++++ FRAGMENT STRONY ++++
Dworakowski zwrócił uwagę, że "w Małym Księciu nie ma klasycznego, dziecięcego bohatera, z którym dziecko może się zidentyfikować". "Ważnym bohaterem, jeśli nie głównym, jest Pilot. Wydaje mi się, że to jest sposób lub okoliczność, która bardziej skłania do wymiany myśli pomiędzy generacjami niż do opowiadania tej historii z jednej perspektywy" - tłumaczył.
Przyznał, że Pilot w jego przedstawieniu "jest figurą rodzica, który niegdyś by dzieckiem". "Mnie jako byłemu dziecku i mnie jako dorosłemu oraz rodzicowi jest to szczególnie bliskie" - mówił. "Wydaje mi się, że niezwykle ważną rzeczą w teatrze dla dzieci jest próba znalezienia połączenia, komunikacji pomiędzy pokoleniami. Bo tylko w ten sposób my jako dorośli jesteśmy w stanie trochę prościej myśleć o świecie i patrzeć na niego w sposób - o ile to możliwe - bezpretensjonalny" - podkreślił reżyser.
++++ DANE WEJŚCIOWE ++++
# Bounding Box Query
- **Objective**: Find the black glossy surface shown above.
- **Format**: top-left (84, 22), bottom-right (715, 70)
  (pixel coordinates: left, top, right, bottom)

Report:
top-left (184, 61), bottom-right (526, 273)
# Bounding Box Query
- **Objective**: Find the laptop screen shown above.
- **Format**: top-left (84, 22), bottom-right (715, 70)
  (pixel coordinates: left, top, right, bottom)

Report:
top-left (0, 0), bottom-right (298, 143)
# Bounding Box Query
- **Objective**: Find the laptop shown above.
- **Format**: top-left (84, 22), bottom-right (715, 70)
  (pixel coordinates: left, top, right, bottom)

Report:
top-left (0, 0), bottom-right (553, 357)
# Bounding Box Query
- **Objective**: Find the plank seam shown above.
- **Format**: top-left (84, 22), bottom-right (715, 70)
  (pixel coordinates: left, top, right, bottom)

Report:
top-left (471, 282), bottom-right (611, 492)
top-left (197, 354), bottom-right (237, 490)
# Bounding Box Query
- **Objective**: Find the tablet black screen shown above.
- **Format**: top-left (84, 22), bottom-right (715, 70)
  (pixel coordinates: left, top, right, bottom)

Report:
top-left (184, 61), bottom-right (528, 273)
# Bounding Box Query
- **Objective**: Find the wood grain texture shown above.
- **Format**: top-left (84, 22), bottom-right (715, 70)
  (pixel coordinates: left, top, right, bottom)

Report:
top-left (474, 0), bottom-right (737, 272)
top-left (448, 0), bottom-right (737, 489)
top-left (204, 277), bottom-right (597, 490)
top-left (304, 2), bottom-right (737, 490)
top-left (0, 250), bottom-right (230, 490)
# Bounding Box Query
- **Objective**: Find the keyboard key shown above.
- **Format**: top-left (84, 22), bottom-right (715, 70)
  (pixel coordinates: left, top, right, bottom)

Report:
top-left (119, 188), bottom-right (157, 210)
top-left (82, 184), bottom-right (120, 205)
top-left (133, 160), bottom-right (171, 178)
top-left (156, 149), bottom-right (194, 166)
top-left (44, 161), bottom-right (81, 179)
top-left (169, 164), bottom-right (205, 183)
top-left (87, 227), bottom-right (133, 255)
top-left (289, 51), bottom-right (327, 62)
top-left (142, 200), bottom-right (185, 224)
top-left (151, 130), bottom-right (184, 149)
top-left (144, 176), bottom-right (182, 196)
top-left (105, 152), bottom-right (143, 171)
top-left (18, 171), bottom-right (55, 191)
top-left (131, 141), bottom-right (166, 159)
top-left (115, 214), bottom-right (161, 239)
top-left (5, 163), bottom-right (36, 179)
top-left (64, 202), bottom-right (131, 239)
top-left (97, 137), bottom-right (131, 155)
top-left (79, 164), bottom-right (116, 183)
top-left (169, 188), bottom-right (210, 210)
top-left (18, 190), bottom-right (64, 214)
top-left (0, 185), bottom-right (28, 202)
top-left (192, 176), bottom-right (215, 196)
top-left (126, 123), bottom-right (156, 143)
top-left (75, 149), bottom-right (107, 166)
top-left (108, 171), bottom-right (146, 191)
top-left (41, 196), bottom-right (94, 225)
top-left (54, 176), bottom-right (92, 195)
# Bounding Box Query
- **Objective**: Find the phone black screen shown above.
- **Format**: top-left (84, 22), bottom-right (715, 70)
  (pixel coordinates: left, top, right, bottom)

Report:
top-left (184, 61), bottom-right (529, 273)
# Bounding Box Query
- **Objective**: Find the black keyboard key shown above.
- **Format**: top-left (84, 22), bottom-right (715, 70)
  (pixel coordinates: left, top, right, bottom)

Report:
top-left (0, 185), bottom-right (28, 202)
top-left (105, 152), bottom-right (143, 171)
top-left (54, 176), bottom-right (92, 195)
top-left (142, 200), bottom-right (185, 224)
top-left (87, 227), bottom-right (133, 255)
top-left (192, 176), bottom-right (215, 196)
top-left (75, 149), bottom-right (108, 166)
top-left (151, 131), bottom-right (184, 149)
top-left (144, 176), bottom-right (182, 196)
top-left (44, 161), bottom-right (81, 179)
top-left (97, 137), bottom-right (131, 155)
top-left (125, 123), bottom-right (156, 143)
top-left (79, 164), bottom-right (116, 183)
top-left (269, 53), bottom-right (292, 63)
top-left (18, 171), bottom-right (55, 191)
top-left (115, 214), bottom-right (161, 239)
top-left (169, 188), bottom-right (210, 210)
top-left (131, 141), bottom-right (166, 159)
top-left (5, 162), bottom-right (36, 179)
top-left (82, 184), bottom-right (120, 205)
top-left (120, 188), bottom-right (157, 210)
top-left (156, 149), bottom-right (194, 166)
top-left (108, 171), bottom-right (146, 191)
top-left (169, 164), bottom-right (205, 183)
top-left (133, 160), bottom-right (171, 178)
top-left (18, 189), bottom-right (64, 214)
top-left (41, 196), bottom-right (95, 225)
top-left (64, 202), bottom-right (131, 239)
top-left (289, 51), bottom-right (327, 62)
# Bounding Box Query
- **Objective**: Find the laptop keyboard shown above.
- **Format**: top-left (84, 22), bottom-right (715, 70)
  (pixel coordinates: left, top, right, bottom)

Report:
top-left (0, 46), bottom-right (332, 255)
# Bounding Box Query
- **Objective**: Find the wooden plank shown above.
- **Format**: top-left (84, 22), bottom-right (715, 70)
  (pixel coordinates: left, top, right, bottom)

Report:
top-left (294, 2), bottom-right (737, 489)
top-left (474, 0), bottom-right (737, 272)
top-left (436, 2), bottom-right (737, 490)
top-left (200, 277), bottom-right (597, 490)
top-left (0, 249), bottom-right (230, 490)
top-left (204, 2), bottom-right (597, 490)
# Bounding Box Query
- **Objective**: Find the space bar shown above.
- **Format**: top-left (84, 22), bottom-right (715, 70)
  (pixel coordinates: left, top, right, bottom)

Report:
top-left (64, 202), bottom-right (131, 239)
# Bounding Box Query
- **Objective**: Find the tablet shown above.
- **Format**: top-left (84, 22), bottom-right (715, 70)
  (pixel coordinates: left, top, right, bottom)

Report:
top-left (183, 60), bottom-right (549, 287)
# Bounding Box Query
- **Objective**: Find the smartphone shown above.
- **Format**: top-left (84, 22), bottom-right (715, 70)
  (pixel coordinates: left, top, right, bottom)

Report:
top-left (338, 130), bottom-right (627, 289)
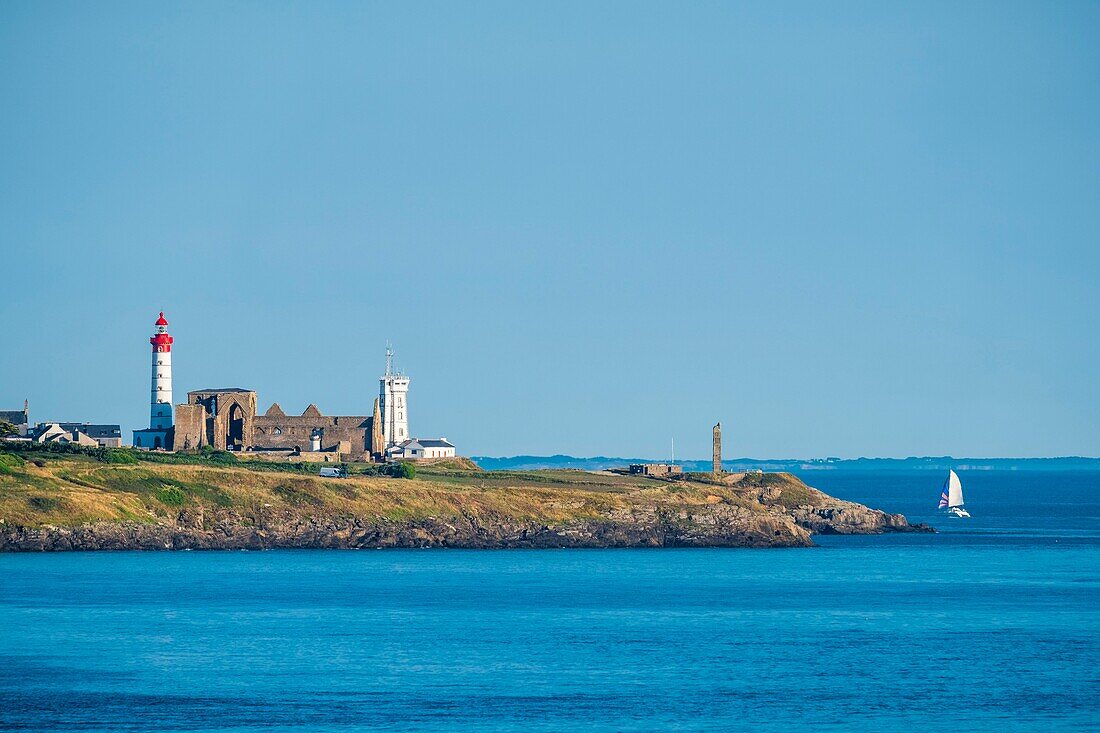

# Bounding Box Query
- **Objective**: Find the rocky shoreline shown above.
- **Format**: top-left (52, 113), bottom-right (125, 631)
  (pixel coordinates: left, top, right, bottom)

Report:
top-left (0, 504), bottom-right (932, 553)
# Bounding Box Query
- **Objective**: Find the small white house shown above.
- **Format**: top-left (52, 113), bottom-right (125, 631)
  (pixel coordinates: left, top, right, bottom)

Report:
top-left (386, 438), bottom-right (455, 460)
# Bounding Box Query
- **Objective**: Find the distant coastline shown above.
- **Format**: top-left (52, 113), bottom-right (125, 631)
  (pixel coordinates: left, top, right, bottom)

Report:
top-left (471, 455), bottom-right (1100, 472)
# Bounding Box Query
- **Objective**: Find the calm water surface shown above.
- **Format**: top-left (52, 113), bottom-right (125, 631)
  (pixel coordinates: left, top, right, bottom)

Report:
top-left (0, 472), bottom-right (1100, 732)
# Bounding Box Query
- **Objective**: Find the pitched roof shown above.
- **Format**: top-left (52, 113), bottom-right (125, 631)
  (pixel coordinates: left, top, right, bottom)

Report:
top-left (0, 409), bottom-right (26, 425)
top-left (417, 438), bottom-right (454, 448)
top-left (57, 423), bottom-right (122, 438)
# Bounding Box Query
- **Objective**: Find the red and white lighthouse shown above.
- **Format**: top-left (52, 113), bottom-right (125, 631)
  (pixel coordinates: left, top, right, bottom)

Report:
top-left (149, 310), bottom-right (173, 430)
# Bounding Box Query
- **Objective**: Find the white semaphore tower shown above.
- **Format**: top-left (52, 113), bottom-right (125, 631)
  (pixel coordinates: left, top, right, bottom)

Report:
top-left (378, 346), bottom-right (409, 448)
top-left (134, 311), bottom-right (173, 448)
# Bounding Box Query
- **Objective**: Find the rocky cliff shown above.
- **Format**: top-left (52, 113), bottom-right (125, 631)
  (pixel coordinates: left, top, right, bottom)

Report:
top-left (0, 458), bottom-right (923, 551)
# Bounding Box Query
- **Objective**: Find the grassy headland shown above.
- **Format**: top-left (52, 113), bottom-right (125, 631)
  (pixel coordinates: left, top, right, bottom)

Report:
top-left (0, 445), bottom-right (928, 549)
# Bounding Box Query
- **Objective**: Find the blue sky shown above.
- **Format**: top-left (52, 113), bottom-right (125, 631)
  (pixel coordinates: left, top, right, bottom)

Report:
top-left (0, 1), bottom-right (1100, 457)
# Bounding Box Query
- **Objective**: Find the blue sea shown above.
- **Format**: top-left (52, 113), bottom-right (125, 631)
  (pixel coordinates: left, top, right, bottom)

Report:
top-left (0, 471), bottom-right (1100, 733)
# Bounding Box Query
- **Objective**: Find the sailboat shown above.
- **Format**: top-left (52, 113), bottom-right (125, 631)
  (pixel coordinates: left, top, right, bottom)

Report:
top-left (939, 471), bottom-right (970, 517)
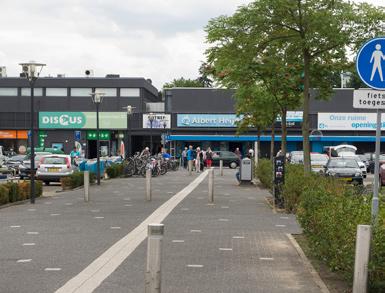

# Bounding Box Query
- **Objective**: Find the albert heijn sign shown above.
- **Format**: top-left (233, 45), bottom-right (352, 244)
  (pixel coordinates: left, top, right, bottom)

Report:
top-left (353, 37), bottom-right (385, 109)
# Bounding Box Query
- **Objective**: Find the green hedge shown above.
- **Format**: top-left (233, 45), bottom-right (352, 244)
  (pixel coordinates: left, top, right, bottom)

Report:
top-left (106, 164), bottom-right (123, 178)
top-left (297, 177), bottom-right (385, 292)
top-left (60, 172), bottom-right (96, 189)
top-left (256, 159), bottom-right (273, 190)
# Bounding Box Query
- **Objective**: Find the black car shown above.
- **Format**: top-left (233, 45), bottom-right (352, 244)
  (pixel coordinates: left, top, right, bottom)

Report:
top-left (325, 157), bottom-right (363, 185)
top-left (212, 151), bottom-right (239, 169)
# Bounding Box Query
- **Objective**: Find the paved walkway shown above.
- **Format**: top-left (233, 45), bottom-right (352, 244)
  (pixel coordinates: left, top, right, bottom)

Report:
top-left (0, 170), bottom-right (320, 293)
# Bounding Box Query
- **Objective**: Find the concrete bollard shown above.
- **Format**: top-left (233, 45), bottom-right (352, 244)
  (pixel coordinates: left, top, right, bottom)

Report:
top-left (353, 225), bottom-right (371, 293)
top-left (209, 168), bottom-right (214, 203)
top-left (145, 224), bottom-right (164, 293)
top-left (84, 171), bottom-right (90, 202)
top-left (146, 169), bottom-right (152, 201)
++++
ZADANIE DO WYKONANIA
Dopisz dalszy ciąg tekstu o przedstawieniu „Mały Książę”, zaczynając po jego ostatnim zdaniu.

WYNIK ZADANIA
"Zarazem jesteśmy w stanie pokazywać naszym dzieciom ten świat, którego sami już doświadczyliśmy" - mówił. "Uważam, że to jest przestrzeń czasem niezagospodarowana przez kulturę, a jednak bardzo istotna, bo to ona może dać poczucie bezpieczeństwa wszystkim. Dziecku, które czuje się wprowadzone w świat, ale i dorosłemu, który zaczyna rozumieć go poprzez najprostsze wartości i emocje" - wskazał Dworakowski, dodając, że "to dorośli zawsze komplikują świat, a nie dzieci".
Reżyser zaznaczył, że w spektaklu Mały Książę "jest figurą dziecka". "Jest bardziej dzieckiem wewnętrznym Pilota i dlatego to Pilot musi zrozumieć, co to znaczy znaleźć przyjaciół" - wyjaśnił.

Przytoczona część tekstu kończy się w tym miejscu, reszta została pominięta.